Format the part of the items that opens with the line containing "the truck wheel" and closes with the line containing "Target: truck wheel" as a Markdown table with the columns Num and Line, one row per line, skipping blank lines.

Excerpts of pointing data

START

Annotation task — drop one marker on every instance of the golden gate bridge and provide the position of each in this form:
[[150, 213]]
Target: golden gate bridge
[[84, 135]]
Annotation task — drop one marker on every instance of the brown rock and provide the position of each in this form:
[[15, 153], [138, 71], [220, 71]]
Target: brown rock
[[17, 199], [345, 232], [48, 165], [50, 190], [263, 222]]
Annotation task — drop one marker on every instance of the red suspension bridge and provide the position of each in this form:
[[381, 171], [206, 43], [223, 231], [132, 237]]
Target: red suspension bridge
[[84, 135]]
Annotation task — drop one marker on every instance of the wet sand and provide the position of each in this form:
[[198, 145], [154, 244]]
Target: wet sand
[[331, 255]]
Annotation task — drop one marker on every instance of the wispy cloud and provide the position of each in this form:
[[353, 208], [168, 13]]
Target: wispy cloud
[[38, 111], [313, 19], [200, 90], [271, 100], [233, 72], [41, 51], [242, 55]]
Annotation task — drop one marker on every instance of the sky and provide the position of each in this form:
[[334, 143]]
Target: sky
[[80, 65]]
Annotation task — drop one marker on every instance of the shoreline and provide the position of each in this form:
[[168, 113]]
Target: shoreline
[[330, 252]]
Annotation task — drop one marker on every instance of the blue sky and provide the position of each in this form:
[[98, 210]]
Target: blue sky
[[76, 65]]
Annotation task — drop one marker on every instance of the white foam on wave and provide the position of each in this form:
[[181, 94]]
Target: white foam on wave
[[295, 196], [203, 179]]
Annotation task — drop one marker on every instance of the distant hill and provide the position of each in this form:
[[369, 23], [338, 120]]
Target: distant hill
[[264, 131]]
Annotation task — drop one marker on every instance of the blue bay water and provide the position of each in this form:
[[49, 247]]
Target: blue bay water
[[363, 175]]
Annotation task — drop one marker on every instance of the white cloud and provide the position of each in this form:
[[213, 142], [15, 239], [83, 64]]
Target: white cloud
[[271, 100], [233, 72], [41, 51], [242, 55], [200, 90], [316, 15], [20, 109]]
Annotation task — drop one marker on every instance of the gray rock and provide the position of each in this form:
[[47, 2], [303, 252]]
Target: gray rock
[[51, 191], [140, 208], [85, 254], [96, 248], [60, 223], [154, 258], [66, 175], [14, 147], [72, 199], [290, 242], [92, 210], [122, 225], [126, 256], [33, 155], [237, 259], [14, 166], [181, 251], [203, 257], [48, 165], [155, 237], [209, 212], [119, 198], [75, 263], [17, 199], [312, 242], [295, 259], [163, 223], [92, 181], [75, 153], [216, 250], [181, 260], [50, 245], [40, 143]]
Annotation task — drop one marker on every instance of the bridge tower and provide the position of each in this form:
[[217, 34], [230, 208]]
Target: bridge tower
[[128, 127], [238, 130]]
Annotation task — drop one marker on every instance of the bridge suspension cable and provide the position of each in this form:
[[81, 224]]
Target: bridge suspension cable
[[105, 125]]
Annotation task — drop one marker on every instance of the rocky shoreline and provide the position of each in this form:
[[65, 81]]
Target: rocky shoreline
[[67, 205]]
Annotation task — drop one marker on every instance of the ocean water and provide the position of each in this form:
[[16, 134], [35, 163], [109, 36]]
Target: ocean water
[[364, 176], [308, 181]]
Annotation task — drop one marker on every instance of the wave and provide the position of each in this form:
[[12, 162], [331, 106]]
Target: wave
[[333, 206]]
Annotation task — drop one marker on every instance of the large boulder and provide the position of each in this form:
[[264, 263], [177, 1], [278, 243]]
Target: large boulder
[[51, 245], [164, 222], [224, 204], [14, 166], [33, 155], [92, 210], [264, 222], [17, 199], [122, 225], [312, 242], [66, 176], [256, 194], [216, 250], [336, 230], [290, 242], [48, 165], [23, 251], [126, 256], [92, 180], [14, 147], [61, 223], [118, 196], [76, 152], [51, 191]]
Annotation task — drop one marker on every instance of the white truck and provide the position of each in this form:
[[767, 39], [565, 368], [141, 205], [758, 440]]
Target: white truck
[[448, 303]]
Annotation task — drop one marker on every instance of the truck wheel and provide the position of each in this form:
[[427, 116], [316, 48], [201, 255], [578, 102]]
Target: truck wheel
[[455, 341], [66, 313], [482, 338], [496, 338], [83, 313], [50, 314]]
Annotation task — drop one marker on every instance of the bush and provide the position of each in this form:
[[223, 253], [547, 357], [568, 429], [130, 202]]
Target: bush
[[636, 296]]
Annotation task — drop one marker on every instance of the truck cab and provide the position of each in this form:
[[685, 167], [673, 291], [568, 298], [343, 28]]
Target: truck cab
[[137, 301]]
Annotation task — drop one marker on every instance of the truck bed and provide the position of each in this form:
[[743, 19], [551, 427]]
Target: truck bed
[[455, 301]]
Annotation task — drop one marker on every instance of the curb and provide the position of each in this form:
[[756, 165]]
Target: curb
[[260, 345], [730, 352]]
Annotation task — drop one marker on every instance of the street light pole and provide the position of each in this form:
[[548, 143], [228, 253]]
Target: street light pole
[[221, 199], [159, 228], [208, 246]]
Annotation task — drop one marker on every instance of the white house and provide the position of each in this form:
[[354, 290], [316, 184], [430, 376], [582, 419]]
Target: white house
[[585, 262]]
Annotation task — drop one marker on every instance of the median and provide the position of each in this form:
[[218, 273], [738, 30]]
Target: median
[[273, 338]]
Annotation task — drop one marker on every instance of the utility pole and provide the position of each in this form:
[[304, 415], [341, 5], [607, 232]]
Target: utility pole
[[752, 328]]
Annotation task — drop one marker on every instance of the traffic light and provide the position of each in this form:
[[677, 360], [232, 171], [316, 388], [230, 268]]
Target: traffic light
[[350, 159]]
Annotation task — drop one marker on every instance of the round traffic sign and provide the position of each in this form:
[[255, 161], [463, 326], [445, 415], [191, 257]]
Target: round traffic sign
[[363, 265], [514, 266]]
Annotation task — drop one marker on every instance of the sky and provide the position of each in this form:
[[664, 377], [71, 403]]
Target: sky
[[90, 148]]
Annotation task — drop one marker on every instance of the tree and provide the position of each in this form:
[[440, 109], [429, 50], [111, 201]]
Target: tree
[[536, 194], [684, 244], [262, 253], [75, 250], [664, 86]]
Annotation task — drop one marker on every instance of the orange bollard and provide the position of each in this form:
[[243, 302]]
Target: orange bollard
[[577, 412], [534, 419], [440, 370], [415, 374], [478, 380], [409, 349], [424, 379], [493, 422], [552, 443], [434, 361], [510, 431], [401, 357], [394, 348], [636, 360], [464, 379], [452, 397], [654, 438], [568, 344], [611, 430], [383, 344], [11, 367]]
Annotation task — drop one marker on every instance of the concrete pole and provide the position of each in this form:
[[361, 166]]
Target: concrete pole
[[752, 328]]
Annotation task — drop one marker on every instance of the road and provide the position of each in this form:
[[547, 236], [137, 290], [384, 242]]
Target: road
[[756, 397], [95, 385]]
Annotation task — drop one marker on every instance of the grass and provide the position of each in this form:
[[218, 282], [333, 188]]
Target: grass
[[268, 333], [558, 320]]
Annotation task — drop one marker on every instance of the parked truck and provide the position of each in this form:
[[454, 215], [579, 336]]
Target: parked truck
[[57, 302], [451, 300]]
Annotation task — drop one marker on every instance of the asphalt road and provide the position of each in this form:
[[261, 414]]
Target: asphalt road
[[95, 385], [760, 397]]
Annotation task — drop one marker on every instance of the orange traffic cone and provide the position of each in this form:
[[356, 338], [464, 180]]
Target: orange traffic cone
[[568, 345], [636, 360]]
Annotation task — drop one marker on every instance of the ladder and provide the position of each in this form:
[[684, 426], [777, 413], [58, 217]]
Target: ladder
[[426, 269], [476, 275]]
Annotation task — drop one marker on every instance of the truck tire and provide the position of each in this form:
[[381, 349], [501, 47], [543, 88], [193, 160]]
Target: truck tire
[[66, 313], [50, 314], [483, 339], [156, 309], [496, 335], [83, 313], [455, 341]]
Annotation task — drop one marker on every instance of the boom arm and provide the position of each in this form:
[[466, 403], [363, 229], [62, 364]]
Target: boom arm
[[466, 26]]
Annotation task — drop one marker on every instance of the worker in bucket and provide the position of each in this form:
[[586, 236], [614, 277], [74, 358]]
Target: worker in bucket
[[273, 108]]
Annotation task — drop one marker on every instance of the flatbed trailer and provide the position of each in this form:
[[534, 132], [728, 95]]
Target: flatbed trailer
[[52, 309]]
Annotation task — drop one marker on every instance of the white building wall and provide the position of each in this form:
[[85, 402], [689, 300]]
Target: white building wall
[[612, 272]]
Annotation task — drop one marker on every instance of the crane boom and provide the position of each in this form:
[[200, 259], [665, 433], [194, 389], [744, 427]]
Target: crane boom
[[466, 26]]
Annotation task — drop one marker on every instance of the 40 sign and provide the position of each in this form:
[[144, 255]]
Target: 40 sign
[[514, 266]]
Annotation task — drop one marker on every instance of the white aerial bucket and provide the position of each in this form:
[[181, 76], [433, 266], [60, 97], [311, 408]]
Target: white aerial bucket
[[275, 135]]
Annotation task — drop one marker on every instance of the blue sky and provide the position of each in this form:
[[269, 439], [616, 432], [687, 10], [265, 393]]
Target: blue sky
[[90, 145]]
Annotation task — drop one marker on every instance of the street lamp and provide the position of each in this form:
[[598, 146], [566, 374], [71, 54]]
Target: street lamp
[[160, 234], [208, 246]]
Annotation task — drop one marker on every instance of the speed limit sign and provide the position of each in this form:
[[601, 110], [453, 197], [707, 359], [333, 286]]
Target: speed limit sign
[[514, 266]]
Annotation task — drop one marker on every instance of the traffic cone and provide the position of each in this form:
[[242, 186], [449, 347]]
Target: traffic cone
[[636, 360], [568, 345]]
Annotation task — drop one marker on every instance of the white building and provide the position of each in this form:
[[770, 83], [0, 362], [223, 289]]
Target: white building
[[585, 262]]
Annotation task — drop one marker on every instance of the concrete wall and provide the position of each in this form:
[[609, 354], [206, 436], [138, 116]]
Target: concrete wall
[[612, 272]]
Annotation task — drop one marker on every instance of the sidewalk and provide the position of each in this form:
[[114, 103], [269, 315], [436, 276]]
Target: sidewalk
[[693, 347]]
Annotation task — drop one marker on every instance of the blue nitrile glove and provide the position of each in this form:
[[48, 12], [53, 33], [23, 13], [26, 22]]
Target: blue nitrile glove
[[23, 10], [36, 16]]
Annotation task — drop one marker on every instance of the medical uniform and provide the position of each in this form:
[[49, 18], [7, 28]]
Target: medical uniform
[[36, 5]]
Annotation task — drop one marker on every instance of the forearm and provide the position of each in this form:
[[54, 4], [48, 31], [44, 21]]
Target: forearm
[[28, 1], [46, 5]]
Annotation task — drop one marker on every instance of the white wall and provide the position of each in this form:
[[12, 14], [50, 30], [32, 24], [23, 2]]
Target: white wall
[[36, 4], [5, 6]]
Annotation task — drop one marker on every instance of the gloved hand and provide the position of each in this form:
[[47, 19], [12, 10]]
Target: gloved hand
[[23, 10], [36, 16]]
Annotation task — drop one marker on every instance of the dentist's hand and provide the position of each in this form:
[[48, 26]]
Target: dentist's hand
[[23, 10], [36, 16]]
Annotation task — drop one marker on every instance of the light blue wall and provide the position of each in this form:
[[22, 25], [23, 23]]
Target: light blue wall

END

▸ Task result:
| Num | Line |
|---|---|
| 1 | Annotation task — drop one marker on every instance of the truck wheel and provide the position of each in this form: |
| 2 | [[427, 116], [316, 48], [201, 255], [578, 102]] |
| 3 | Target: truck wheel |